### Exercise text:
=== Section Start ===
Story and Photos by Anne Gabbianelli
“The pleasure you get from owning and using a mechanical clock and watch is abundant. The sound of it ticking and striking, as well as the timekeeping it offers creates a personal interaction each time you wind it and set it,” says Peter Rioux, who is clearly passionate about his work.
A self-made master in the industry of clock building and repair, Peter was born and raised on a potato farm in Fort Kent. He graduated from the University of Maine and gravitated to forestry and construction work but felt something was missing. “Then antique clocks were introduced to me by my wife Susie, and of course the clocks weren’t working so I had to fix them,” he says.
“I guess you can say I sparked this ‘clock mania,’” Susie says. “I love antique clocks and brought home a few which ignited an interest in Peter. But it was Peter’s mechanical ability and determination that is really responsible for the success of this clock mania, not me.”
So in the early 1990s, Peter spent all his free time studying horology — the study and measurement of time — and developing the skills on his own clocks before starting his unique business.
He chimes in, “What interested me the most about antique clocks was the history of the clockmaker, the style or period of the clock and the condition of the dial and movement.” In addition, he reminds us of the obvious, “The beauty of an antique clock adds so much character to your home or office, and it doesn’t use any energy other than you winding it.”
=== Section End ===
### Extracted information:
=== Section Start ===
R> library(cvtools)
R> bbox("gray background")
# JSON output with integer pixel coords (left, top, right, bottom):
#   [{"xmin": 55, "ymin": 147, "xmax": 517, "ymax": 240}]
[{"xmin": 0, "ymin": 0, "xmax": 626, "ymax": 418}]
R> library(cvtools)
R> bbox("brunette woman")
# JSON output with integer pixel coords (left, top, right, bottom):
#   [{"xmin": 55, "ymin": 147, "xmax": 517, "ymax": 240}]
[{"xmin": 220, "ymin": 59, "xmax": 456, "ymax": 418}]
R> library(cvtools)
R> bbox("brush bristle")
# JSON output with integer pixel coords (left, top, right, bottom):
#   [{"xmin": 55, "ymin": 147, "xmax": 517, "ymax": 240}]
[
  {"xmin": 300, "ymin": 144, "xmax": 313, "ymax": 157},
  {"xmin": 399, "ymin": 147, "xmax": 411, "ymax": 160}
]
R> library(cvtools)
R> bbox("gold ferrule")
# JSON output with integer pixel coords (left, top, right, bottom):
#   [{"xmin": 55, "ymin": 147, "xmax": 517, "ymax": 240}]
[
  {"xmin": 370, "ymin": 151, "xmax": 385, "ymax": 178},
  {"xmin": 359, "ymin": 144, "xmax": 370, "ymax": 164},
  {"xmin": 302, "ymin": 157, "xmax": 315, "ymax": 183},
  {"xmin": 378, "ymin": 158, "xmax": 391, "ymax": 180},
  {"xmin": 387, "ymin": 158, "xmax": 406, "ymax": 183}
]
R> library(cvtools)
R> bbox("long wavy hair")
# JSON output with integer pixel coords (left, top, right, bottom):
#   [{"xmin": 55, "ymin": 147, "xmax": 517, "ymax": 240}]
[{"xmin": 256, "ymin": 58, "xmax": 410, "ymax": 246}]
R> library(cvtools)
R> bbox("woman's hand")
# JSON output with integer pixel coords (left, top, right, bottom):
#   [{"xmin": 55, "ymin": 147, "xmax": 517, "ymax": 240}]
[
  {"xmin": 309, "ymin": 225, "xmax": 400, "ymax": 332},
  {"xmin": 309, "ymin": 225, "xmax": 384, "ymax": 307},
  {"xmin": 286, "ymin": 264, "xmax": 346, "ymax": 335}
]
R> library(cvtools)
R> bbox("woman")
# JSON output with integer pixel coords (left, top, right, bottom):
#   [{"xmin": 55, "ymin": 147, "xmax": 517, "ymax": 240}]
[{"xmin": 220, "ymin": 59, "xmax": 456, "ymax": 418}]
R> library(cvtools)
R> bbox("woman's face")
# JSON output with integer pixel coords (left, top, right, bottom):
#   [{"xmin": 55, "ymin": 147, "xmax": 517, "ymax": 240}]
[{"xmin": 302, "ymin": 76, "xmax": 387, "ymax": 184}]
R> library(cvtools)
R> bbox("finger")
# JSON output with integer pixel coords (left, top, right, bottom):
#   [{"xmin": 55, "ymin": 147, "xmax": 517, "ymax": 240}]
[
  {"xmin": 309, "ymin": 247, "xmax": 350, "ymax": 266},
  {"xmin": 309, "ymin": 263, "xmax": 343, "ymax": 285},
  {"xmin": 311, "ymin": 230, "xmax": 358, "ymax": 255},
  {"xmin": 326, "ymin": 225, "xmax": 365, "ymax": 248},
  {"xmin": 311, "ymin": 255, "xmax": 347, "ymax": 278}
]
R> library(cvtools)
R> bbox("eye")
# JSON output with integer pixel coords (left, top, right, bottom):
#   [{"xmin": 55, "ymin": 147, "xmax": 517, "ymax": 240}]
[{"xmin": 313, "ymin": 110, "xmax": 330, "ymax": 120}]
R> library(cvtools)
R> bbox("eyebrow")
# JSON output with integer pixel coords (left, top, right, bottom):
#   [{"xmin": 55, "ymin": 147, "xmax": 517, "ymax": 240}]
=== Section End ===
### Work to complete:
Reproduce the passage from the clock repair profile verbatim, starting at "So in the early" and ending at "his unique business.".

### Exercise solution:
So in the early 1990s, Peter spent all his free time studying horology — the study and measurement of time — and developing the skills on his own clocks before starting his unique business.